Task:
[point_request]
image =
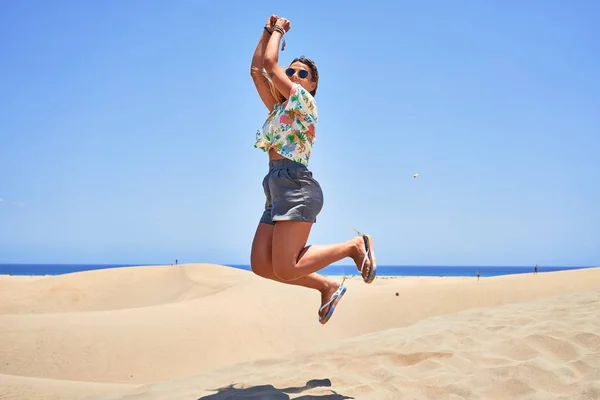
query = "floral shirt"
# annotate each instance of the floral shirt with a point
(290, 127)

TASK TO CARRY OUT
List every line of the material that contains the string "floral".

SOLUTION
query = "floral shirt"
# annotate each instance of the floral shirt with a point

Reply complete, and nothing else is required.